### [Given request]
Below is a listing to transcribe in full and exactly; keep the pictures out.

+-------+

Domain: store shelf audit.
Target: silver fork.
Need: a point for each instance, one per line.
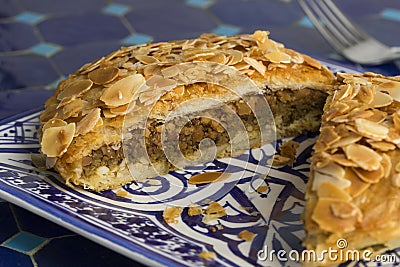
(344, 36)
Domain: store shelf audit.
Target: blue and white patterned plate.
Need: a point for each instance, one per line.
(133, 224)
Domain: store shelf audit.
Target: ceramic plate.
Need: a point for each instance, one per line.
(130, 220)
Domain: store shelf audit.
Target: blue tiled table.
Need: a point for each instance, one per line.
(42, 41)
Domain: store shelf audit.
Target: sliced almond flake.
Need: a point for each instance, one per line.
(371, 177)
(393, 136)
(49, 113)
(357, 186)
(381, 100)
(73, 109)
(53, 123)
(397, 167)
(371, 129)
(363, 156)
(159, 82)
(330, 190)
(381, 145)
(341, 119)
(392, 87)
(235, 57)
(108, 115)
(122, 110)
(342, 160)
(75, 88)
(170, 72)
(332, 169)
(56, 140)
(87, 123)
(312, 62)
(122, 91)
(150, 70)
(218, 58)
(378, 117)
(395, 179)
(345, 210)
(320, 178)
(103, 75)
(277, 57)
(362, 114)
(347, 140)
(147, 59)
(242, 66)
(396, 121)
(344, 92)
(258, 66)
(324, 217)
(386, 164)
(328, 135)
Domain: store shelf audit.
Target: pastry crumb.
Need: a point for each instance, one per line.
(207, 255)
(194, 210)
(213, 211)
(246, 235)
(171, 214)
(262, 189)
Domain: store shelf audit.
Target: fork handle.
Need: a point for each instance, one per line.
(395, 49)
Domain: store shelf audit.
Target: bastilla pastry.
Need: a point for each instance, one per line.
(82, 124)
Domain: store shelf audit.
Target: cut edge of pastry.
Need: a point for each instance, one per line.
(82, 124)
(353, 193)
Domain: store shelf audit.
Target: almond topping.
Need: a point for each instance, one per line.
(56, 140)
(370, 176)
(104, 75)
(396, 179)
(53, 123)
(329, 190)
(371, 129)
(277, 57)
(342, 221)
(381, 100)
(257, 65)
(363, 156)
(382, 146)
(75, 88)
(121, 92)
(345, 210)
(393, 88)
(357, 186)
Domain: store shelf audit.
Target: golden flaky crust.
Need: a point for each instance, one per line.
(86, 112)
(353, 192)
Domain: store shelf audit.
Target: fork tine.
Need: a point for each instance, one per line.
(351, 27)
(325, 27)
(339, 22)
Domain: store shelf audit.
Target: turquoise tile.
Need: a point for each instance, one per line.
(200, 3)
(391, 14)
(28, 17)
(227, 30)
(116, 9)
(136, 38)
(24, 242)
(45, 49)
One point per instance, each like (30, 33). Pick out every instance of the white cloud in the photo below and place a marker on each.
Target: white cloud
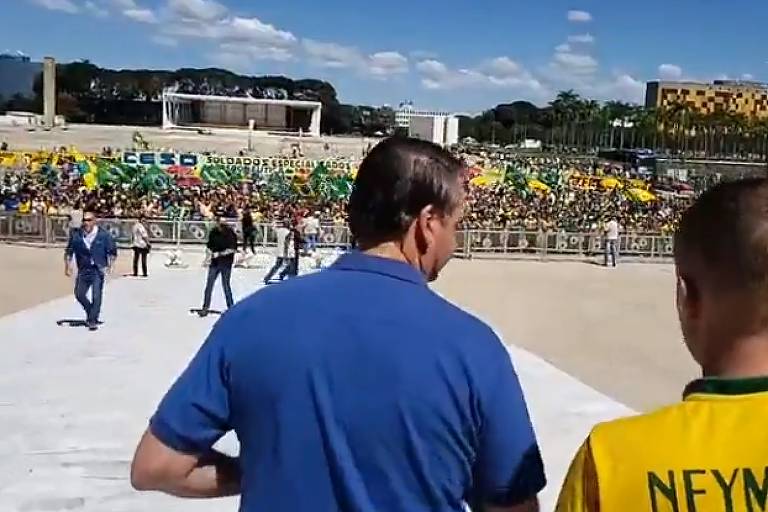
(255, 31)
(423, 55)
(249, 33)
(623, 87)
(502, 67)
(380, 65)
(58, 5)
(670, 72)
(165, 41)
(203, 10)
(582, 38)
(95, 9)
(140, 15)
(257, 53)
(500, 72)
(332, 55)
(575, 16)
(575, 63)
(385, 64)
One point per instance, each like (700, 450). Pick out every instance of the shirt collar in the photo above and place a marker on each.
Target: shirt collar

+-------+

### [Response to the exercise]
Domain: store shelf audit.
Target: silver fork.
Need: a point for each instance, one per line.
(344, 36)
Domain: store shelf audit.
Target: blue and white patterned plate.
Need: a point for each instance, one per line.
(133, 224)
Domain: store shelf audit.
Target: ceramic plate.
Need: a point for each instance, one per line.
(130, 220)
Domain: store shelf audit.
Target: blue tiled table.
Need: a point for each instance, one per line.
(42, 41)
Domain: store shelf audit.
Target: sliced almond flake.
Need: a point for each instance, one per line.
(371, 177)
(393, 136)
(49, 113)
(357, 186)
(381, 100)
(73, 109)
(53, 123)
(397, 167)
(371, 129)
(363, 156)
(159, 82)
(330, 190)
(381, 145)
(341, 119)
(392, 87)
(235, 57)
(108, 115)
(122, 110)
(342, 160)
(75, 88)
(170, 72)
(332, 169)
(56, 140)
(87, 123)
(312, 62)
(122, 91)
(150, 70)
(218, 58)
(378, 117)
(395, 179)
(345, 210)
(320, 178)
(103, 75)
(277, 57)
(362, 114)
(347, 140)
(147, 59)
(242, 66)
(396, 121)
(344, 92)
(258, 66)
(324, 217)
(386, 164)
(328, 135)
Domain: store shelf audit.
Target: pastry crumb.
Need: a point for each instance, one per line.
(207, 255)
(194, 210)
(213, 211)
(246, 235)
(171, 214)
(262, 189)
Domain: store shelf audit.
Target: fork handle.
Need: a point for each instance, one per line.
(395, 49)
Domain: store shelf audit.
Target: bastilla pastry.
Need: a point for each instance, one per line.
(82, 124)
Domain: store shelf audit.
Target: cut edge of pastry.
Need: a point for each instance, one per line.
(82, 124)
(353, 193)
Domain: store shelf audit.
Target: almond topping.
Need: a point for each instance, one per line.
(56, 140)
(370, 176)
(104, 75)
(396, 179)
(53, 123)
(329, 190)
(371, 129)
(277, 57)
(342, 221)
(381, 100)
(257, 65)
(363, 156)
(382, 146)
(75, 88)
(121, 92)
(345, 210)
(393, 88)
(357, 186)
Domain: store shelf audit.
Target: golden flaky crust.
Need: a point for each instance, one per line.
(86, 112)
(353, 192)
Domain: store shelf audit.
Target: fork tine.
Need: a point for each instance, one per line.
(351, 27)
(325, 27)
(339, 22)
Domain: store shelf audit.
Target: turquoise tile.
Need: a point for each instance, one per line.
(200, 3)
(391, 14)
(28, 17)
(227, 30)
(116, 9)
(136, 38)
(24, 242)
(45, 49)
One point per instance, each like (30, 33). Pick out every instance of the white cloud in the photo below and place a marker on each.
Target: white cloud
(255, 31)
(423, 55)
(249, 33)
(623, 87)
(502, 67)
(380, 65)
(58, 5)
(670, 72)
(165, 41)
(203, 10)
(582, 38)
(95, 9)
(140, 15)
(257, 53)
(500, 72)
(332, 55)
(575, 16)
(575, 63)
(385, 64)
One point per instance, each like (700, 450). Pick out every instance of the shirt collar in the photo above and place a marker on each.
Target: shirt collar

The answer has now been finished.